§ **Task description**: Rewrite the data between the line holding "Provide the mask of every instance of the van wheel" and the line holding "[[[64,30],[63,37],[65,46],[85,45],[87,40],[86,30]]]", inclusive, replacing "van wheel" with "truck wheel" and leaving all else unchanged.
=======
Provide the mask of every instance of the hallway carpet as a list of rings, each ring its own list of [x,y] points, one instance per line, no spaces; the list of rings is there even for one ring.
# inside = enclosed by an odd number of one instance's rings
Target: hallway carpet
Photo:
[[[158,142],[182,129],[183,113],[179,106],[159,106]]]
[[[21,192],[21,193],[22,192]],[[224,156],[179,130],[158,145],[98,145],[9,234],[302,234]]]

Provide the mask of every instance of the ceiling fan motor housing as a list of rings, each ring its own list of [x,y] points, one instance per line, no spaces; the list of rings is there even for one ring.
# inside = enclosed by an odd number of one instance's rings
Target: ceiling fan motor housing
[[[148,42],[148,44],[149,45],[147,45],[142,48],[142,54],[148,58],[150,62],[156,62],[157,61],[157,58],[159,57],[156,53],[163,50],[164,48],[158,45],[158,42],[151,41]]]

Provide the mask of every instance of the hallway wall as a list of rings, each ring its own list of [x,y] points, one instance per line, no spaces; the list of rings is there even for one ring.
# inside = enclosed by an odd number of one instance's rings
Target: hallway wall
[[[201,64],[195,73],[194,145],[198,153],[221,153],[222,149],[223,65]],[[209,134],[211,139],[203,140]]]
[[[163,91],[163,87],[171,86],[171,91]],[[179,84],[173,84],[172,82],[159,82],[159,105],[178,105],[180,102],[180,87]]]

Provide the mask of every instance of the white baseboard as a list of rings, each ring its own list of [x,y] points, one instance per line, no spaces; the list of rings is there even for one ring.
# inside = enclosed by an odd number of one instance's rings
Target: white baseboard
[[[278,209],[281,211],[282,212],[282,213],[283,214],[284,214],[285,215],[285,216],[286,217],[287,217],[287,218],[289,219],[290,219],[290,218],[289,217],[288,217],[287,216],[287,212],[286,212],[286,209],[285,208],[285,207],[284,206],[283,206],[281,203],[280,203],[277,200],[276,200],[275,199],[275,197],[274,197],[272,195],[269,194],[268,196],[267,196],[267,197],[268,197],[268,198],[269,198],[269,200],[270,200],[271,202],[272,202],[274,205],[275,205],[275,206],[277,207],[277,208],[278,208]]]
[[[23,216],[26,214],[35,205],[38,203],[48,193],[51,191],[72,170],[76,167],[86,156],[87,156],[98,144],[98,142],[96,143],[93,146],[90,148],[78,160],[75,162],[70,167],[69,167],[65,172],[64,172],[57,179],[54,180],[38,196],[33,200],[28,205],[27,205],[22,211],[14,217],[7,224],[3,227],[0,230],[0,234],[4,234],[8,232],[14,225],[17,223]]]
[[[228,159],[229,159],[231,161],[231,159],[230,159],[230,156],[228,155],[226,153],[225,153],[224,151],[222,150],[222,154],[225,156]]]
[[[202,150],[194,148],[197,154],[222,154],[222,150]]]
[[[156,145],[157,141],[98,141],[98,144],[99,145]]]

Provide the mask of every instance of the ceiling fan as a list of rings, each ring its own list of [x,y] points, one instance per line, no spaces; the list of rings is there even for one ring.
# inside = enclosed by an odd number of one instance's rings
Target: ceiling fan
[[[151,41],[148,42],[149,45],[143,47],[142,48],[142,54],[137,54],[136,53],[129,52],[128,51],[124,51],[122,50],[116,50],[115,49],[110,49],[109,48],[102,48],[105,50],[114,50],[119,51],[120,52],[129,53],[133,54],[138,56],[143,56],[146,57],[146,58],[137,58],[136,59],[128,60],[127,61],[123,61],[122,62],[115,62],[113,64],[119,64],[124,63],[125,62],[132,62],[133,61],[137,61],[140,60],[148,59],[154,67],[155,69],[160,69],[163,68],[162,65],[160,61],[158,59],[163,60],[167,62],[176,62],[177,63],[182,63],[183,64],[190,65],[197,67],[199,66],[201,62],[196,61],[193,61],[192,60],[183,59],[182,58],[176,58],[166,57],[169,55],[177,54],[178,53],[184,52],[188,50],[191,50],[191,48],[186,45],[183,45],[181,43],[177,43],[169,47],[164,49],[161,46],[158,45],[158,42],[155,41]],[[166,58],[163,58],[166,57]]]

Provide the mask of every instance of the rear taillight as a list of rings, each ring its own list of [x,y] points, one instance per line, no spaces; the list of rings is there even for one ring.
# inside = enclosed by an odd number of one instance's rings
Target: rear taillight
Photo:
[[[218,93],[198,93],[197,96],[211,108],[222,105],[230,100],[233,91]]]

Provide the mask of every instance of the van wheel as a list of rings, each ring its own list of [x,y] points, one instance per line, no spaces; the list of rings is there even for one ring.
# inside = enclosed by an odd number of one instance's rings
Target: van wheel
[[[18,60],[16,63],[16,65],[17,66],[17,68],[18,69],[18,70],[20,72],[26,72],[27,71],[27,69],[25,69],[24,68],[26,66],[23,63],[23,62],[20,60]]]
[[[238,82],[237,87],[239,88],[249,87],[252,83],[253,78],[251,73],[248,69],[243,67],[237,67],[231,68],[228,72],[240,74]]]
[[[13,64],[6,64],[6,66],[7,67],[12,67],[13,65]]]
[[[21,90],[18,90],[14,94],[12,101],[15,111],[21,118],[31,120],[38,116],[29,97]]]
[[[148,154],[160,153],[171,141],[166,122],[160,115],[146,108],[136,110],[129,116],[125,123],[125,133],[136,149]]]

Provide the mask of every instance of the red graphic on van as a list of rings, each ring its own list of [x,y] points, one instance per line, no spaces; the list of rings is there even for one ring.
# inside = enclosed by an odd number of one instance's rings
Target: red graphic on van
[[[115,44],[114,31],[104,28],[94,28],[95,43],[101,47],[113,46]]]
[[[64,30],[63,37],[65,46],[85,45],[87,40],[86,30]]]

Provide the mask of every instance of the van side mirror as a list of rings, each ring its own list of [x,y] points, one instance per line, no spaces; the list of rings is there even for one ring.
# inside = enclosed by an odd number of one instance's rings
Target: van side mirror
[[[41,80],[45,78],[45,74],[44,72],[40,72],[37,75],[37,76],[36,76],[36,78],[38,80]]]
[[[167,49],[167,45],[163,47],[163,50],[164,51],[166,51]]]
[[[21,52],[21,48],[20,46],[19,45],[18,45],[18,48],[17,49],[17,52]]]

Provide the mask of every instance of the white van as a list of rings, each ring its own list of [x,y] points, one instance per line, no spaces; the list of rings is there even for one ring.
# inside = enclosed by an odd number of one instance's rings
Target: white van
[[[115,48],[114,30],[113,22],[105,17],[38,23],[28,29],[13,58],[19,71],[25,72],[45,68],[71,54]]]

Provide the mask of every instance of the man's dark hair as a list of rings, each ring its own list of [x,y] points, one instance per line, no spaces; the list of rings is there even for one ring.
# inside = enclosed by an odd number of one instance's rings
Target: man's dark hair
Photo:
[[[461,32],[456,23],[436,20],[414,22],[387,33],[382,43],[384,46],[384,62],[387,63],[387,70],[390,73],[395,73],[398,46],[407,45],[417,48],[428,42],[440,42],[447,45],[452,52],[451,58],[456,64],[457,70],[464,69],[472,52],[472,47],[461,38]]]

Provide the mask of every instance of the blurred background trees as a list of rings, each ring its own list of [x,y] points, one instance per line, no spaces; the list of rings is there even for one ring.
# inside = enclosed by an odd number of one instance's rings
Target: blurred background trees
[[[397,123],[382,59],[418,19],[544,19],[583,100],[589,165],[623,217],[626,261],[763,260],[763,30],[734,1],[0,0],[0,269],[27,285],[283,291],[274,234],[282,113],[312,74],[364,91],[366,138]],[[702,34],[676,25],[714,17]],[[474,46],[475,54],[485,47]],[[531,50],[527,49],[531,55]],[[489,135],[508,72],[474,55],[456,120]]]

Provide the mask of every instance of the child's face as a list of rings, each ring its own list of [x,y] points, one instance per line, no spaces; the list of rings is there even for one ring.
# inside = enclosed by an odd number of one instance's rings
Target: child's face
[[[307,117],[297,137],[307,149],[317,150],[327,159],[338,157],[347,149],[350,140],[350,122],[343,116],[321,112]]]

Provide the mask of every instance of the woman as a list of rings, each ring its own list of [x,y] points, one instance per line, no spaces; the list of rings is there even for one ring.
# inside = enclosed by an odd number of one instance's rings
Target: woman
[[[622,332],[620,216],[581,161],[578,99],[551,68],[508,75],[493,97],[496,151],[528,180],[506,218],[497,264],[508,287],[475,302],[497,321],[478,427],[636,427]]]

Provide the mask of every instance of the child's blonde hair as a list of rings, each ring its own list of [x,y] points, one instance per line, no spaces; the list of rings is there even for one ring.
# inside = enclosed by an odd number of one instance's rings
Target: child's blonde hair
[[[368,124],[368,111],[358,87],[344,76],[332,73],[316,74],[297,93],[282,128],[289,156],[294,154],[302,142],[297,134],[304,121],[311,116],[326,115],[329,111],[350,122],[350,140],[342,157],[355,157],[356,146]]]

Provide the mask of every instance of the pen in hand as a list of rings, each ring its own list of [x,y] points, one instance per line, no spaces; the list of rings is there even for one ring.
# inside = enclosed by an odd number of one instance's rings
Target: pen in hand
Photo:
=======
§ **Response to this exercise**:
Provide the mask of every instance of the truck wheel as a list of rings, each ring its own list of [x,y] points, one instance per line, no spaces; the list of rings is there even for one ring.
# inside = enclosed by an odd number of one instance's rings
Target: truck wheel
[[[18,60],[16,63],[16,65],[17,66],[17,68],[18,69],[18,70],[20,72],[26,72],[27,71],[27,69],[25,69],[24,68],[26,66],[23,63],[23,62],[20,60]]]
[[[238,82],[237,87],[239,88],[249,87],[252,83],[253,78],[251,73],[248,69],[243,67],[237,67],[231,68],[228,72],[240,74]]]
[[[13,64],[6,64],[6,66],[7,67],[12,67],[13,65]]]
[[[21,90],[18,90],[14,94],[12,101],[15,111],[21,118],[31,120],[38,116],[29,97]]]
[[[148,154],[160,153],[171,141],[166,122],[160,115],[146,108],[136,110],[129,116],[125,123],[125,133],[136,149]]]

Provide the mask of every instance of the red graphic on van as a list of rings, each ring its own list of [x,y] points, one instance per line, no spaces; the list of rings is there even for one ring.
# inside = enclosed by an odd number of one instance's rings
Target: red graphic on van
[[[115,44],[114,31],[104,28],[94,28],[95,43],[101,47],[113,46]]]
[[[64,30],[63,37],[65,46],[85,45],[87,40],[86,30]]]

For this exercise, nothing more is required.